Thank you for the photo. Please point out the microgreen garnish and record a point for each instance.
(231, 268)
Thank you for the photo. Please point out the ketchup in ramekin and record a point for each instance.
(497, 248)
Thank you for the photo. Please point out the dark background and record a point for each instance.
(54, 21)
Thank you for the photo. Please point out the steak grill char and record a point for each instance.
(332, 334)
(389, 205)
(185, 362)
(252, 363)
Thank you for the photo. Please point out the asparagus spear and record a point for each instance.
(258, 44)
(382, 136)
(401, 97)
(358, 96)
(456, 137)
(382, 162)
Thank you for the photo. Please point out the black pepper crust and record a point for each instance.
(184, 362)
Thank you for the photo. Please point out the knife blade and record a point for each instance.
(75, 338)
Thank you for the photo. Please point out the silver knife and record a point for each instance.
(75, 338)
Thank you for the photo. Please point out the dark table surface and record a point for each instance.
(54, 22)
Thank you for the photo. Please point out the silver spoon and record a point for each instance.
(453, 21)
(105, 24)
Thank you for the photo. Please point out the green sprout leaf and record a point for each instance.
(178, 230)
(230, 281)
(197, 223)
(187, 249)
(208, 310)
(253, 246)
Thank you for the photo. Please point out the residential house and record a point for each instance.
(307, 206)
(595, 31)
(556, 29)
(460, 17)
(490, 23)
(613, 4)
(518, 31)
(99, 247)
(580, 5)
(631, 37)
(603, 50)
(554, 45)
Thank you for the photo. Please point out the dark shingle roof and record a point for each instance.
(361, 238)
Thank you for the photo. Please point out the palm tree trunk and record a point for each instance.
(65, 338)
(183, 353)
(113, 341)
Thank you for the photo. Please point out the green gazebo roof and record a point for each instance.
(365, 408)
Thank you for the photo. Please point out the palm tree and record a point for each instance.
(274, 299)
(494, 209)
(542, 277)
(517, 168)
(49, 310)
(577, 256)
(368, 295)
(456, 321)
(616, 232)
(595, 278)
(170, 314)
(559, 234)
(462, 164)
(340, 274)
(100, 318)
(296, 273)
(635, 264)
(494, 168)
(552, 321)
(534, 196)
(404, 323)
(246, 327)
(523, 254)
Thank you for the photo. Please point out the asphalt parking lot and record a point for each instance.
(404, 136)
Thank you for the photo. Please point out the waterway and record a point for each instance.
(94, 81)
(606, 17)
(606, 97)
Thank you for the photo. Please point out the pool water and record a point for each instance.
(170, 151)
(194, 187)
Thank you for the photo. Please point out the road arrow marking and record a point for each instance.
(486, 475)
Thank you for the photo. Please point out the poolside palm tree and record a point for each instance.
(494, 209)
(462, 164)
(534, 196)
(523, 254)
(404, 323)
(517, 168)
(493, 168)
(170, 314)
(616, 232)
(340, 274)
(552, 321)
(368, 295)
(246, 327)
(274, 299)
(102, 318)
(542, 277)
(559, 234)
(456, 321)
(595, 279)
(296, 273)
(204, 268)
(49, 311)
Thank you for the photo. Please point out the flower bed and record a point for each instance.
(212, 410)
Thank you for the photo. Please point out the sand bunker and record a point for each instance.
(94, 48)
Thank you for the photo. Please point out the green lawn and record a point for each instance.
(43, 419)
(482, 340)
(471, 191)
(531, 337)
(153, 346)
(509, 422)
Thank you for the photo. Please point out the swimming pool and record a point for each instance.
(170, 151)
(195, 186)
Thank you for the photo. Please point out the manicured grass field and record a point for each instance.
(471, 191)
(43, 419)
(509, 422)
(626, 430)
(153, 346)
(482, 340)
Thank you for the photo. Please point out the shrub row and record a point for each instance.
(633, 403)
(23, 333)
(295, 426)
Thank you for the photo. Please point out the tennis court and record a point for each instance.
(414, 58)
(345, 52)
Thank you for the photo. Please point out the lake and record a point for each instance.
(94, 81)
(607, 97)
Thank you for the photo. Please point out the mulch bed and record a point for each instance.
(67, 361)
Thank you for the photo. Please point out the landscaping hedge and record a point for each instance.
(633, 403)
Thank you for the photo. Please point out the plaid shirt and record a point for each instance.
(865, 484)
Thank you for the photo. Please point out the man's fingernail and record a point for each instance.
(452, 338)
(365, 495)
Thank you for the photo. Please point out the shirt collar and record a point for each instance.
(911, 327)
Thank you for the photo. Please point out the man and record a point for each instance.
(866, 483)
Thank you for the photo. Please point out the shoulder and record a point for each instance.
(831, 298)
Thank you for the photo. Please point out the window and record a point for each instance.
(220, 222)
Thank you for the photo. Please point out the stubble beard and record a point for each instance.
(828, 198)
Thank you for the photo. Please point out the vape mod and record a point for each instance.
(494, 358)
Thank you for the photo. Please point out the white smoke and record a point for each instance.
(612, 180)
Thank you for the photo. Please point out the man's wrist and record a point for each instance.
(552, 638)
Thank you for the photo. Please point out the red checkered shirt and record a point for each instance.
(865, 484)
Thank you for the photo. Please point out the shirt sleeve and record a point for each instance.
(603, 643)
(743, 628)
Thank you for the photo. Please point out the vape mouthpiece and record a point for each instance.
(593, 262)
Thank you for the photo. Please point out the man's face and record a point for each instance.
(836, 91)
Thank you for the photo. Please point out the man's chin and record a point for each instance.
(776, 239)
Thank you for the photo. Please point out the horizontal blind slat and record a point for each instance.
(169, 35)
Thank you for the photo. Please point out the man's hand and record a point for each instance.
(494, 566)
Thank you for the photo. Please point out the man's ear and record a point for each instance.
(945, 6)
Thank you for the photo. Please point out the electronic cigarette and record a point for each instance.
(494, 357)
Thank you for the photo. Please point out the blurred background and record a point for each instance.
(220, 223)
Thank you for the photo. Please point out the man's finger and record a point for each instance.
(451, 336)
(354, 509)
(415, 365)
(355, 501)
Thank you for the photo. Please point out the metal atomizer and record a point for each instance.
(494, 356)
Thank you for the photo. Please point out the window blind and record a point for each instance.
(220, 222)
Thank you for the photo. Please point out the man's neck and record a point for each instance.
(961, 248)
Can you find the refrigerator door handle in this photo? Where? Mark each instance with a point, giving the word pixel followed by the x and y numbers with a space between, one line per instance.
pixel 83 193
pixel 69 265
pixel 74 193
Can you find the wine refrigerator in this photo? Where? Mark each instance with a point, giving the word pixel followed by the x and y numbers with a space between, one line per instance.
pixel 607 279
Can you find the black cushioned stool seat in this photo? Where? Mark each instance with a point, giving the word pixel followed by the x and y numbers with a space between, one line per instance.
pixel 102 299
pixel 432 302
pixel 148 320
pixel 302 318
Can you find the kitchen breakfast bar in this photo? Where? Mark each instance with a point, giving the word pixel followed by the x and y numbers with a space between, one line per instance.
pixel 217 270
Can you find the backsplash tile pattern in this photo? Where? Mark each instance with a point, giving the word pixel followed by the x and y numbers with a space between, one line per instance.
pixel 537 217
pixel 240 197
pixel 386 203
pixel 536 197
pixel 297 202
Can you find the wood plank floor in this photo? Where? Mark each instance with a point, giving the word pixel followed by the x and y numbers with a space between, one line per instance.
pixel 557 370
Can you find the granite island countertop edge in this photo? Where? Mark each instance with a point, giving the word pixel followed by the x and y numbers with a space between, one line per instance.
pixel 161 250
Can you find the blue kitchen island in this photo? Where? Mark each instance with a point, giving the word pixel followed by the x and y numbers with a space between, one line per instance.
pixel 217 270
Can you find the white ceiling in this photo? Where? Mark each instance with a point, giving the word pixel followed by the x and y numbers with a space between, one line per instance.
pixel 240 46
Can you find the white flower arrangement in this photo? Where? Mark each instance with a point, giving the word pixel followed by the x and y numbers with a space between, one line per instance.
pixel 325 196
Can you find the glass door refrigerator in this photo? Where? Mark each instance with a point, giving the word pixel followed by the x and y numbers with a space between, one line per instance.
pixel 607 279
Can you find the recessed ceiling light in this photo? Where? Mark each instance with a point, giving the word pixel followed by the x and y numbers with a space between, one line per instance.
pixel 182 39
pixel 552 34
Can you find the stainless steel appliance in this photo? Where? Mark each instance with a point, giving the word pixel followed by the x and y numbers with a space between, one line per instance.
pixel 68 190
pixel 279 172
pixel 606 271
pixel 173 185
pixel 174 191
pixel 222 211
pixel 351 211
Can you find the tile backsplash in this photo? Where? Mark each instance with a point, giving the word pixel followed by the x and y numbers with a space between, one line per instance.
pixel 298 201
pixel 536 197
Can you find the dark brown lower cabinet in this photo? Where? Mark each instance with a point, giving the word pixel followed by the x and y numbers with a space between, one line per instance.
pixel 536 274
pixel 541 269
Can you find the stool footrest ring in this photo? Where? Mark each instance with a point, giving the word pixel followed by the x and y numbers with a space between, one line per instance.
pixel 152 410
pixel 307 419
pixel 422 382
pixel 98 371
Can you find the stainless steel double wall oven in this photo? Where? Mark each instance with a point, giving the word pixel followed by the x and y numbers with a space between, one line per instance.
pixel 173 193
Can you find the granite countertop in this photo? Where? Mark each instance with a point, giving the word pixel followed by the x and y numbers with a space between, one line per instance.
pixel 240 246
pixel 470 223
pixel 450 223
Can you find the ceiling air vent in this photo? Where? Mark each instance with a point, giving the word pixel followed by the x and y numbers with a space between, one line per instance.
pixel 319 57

---

Task details: Once the line containing "Can you find the ceiling" is found, please retype it and every remaining line of the listing above, exactly, with nothing else.

Your solution:
Can you find the ceiling air vent in this photo? Where? Mark each instance with a point, giving the word pixel followed by the x and y numbers with a space between, one line per instance.
pixel 319 57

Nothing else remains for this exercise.